## WHAT THE TASK ASKS
Below are records; write all of them out exactly.

START DATA SECTION

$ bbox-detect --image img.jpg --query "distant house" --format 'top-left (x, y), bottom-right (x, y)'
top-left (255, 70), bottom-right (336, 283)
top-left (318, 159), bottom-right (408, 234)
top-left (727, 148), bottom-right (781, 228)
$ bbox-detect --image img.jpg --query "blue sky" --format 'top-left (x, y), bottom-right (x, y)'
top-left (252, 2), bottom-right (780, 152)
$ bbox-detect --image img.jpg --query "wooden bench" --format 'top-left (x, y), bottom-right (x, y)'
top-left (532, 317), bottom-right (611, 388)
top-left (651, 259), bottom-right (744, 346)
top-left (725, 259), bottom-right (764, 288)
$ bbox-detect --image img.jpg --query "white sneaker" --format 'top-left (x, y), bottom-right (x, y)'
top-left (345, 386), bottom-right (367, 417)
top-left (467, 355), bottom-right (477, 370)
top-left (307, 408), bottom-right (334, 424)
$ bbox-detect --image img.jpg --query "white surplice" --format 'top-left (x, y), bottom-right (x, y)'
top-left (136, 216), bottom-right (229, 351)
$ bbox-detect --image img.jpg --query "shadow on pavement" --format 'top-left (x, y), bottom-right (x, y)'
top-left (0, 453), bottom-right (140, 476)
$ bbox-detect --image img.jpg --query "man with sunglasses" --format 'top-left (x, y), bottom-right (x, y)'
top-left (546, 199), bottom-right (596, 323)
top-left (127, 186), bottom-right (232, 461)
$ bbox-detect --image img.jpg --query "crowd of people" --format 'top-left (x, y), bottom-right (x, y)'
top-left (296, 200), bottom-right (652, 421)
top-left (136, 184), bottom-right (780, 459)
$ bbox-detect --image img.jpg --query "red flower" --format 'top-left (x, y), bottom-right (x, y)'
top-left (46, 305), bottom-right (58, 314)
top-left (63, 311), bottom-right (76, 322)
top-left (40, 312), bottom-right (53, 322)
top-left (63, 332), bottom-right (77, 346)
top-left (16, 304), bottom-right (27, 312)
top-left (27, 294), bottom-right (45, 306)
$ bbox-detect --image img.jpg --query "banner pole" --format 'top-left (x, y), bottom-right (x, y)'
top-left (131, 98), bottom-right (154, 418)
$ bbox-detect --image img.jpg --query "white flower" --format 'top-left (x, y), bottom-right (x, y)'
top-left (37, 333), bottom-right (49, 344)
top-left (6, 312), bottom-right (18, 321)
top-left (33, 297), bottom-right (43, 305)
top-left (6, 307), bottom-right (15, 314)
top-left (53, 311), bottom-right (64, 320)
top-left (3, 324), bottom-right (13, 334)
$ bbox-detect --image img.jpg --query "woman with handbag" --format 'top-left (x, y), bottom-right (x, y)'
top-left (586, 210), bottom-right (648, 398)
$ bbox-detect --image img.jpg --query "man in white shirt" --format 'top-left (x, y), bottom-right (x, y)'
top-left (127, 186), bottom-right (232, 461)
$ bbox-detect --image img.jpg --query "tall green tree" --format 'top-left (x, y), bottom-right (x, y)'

END DATA SECTION

## TASK SOLUTION
$ bbox-detect --image img.jpg --query "distant house" --format 'top-left (x, y), bottom-right (x, y)'
top-left (255, 70), bottom-right (336, 283)
top-left (318, 159), bottom-right (408, 234)
top-left (727, 148), bottom-right (781, 228)
$ bbox-detect --image img.jpg --query "blue sky" --format 'top-left (x, y), bottom-right (x, y)'
top-left (252, 2), bottom-right (780, 152)
$ bbox-detect --image img.jpg --query "wooden bench" --format 'top-left (x, y), bottom-right (x, y)'
top-left (532, 317), bottom-right (611, 388)
top-left (651, 259), bottom-right (744, 346)
top-left (725, 259), bottom-right (764, 288)
$ bbox-detect --image img.jpg --query "white sneaker" --format 'top-left (x, y), bottom-right (x, y)'
top-left (345, 386), bottom-right (367, 417)
top-left (467, 355), bottom-right (477, 370)
top-left (307, 408), bottom-right (334, 424)
$ bbox-detect --image img.jpg --query "white surplice" --format 'top-left (x, y), bottom-right (x, y)'
top-left (136, 216), bottom-right (229, 351)
$ bbox-detect --image img.jpg --query "shadow on pavement" --format 'top-left (x, y), bottom-right (x, y)'
top-left (0, 453), bottom-right (140, 476)
$ bbox-detect --image img.jpg --query "man with sunglasses" --format 'top-left (x, y), bottom-right (x, y)'
top-left (546, 199), bottom-right (596, 323)
top-left (127, 186), bottom-right (232, 461)
$ bbox-detect --image img.jpg --query "crowd of people" --format 'top-left (x, y), bottom-right (x, y)'
top-left (296, 200), bottom-right (652, 421)
top-left (136, 184), bottom-right (780, 459)
$ bbox-detect --image img.jpg --query "red flower" --format 'top-left (x, y), bottom-right (x, y)'
top-left (46, 305), bottom-right (58, 314)
top-left (63, 311), bottom-right (76, 322)
top-left (40, 312), bottom-right (53, 322)
top-left (63, 332), bottom-right (77, 346)
top-left (16, 304), bottom-right (27, 312)
top-left (27, 294), bottom-right (45, 306)
$ bbox-detect --image img.jpg --query "banner pole" --format 'top-left (x, y), bottom-right (x, y)'
top-left (131, 98), bottom-right (154, 418)
$ bbox-detect --image img.jpg --query "white flower" --format 'top-left (x, y), bottom-right (x, y)'
top-left (37, 333), bottom-right (49, 344)
top-left (6, 312), bottom-right (18, 321)
top-left (33, 297), bottom-right (43, 305)
top-left (6, 307), bottom-right (15, 314)
top-left (53, 311), bottom-right (64, 320)
top-left (3, 324), bottom-right (13, 334)
$ bbox-detect --image img.jpg --query "woman with handbag" --format 'top-left (x, y), bottom-right (x, y)'
top-left (586, 210), bottom-right (648, 398)
$ bbox-detect --image img.jpg --query "man in white shirt" --format 'top-left (x, y), bottom-right (x, y)'
top-left (127, 186), bottom-right (232, 461)
$ bbox-detect --image img.jpg --query "tall green tree" --format 'top-left (x, y), bottom-right (x, y)'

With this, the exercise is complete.